**Exercise task:** How many lines in the rows below contain the string "black", with case counting? Reply with the number only.

**Supplied material:**
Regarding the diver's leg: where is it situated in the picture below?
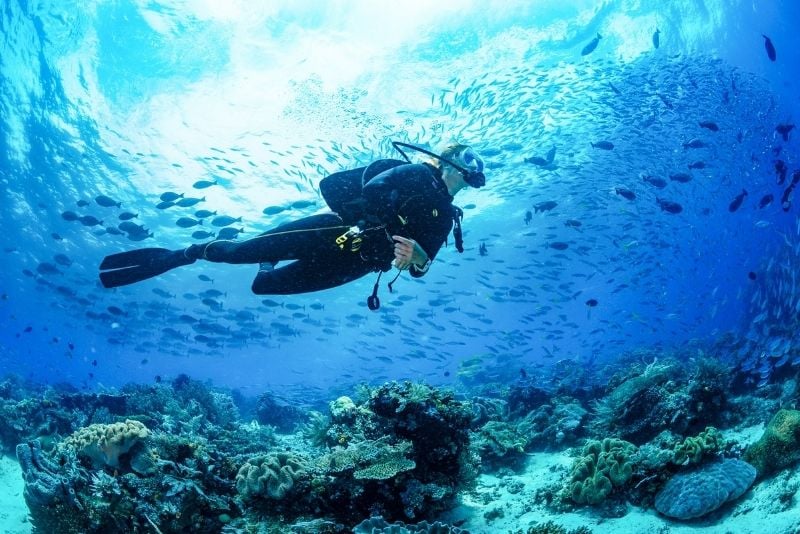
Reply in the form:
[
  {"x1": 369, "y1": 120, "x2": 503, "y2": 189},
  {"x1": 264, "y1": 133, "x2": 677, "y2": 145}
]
[
  {"x1": 186, "y1": 213, "x2": 349, "y2": 264},
  {"x1": 252, "y1": 250, "x2": 373, "y2": 295}
]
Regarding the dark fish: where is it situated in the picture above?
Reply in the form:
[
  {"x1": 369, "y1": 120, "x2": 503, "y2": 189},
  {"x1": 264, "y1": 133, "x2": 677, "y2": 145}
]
[
  {"x1": 728, "y1": 189, "x2": 747, "y2": 213},
  {"x1": 78, "y1": 215, "x2": 103, "y2": 226},
  {"x1": 656, "y1": 197, "x2": 683, "y2": 215},
  {"x1": 642, "y1": 175, "x2": 667, "y2": 189},
  {"x1": 683, "y1": 137, "x2": 706, "y2": 148},
  {"x1": 669, "y1": 176, "x2": 692, "y2": 184},
  {"x1": 776, "y1": 159, "x2": 789, "y2": 184},
  {"x1": 211, "y1": 215, "x2": 242, "y2": 226},
  {"x1": 217, "y1": 228, "x2": 244, "y2": 239},
  {"x1": 36, "y1": 261, "x2": 64, "y2": 275},
  {"x1": 614, "y1": 187, "x2": 636, "y2": 200},
  {"x1": 581, "y1": 33, "x2": 603, "y2": 56},
  {"x1": 158, "y1": 191, "x2": 183, "y2": 202},
  {"x1": 53, "y1": 253, "x2": 72, "y2": 267},
  {"x1": 261, "y1": 206, "x2": 286, "y2": 215},
  {"x1": 533, "y1": 200, "x2": 558, "y2": 213},
  {"x1": 761, "y1": 33, "x2": 778, "y2": 61},
  {"x1": 175, "y1": 217, "x2": 203, "y2": 228},
  {"x1": 589, "y1": 141, "x2": 614, "y2": 150},
  {"x1": 192, "y1": 230, "x2": 214, "y2": 239},
  {"x1": 175, "y1": 197, "x2": 206, "y2": 208},
  {"x1": 775, "y1": 123, "x2": 794, "y2": 141},
  {"x1": 524, "y1": 156, "x2": 548, "y2": 167},
  {"x1": 94, "y1": 195, "x2": 122, "y2": 208}
]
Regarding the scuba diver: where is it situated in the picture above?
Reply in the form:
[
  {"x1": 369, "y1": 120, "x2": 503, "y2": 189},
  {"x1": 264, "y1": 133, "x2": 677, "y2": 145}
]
[{"x1": 100, "y1": 141, "x2": 486, "y2": 310}]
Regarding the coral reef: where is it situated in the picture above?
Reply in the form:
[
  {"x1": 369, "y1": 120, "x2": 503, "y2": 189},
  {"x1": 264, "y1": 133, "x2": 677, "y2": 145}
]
[
  {"x1": 744, "y1": 410, "x2": 800, "y2": 477},
  {"x1": 566, "y1": 438, "x2": 636, "y2": 505},
  {"x1": 655, "y1": 459, "x2": 756, "y2": 520}
]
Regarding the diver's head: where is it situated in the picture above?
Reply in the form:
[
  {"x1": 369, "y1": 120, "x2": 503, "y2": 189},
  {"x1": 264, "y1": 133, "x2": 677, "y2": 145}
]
[{"x1": 439, "y1": 144, "x2": 486, "y2": 194}]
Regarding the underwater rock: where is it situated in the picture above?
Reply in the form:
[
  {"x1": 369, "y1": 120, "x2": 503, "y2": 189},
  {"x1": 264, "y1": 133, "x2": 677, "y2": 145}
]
[
  {"x1": 63, "y1": 419, "x2": 150, "y2": 468},
  {"x1": 655, "y1": 459, "x2": 756, "y2": 520},
  {"x1": 744, "y1": 410, "x2": 800, "y2": 477}
]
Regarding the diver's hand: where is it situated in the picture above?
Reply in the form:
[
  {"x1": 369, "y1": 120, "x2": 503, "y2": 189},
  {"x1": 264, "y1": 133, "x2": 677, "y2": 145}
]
[{"x1": 392, "y1": 235, "x2": 428, "y2": 270}]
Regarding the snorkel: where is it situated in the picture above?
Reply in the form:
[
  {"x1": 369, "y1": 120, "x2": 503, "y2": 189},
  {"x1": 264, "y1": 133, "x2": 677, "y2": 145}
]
[{"x1": 392, "y1": 141, "x2": 486, "y2": 188}]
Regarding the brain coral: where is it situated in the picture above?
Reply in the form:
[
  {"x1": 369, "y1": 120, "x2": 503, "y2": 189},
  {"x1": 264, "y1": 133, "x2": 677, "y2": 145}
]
[
  {"x1": 64, "y1": 419, "x2": 150, "y2": 467},
  {"x1": 656, "y1": 459, "x2": 756, "y2": 519}
]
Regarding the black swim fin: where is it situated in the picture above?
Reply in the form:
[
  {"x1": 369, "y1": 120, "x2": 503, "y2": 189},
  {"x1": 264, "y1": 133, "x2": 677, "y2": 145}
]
[{"x1": 100, "y1": 248, "x2": 195, "y2": 288}]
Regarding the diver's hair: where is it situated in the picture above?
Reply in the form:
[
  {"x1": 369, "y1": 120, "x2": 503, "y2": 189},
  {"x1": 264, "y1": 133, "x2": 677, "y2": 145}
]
[{"x1": 430, "y1": 143, "x2": 469, "y2": 169}]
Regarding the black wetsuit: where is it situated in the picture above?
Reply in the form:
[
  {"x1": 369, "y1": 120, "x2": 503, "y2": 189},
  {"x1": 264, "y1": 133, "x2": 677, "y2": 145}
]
[{"x1": 198, "y1": 164, "x2": 456, "y2": 295}]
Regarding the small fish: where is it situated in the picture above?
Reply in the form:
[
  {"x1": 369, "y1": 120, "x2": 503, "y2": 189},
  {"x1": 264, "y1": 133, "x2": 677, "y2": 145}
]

**Answer to this problem:** 2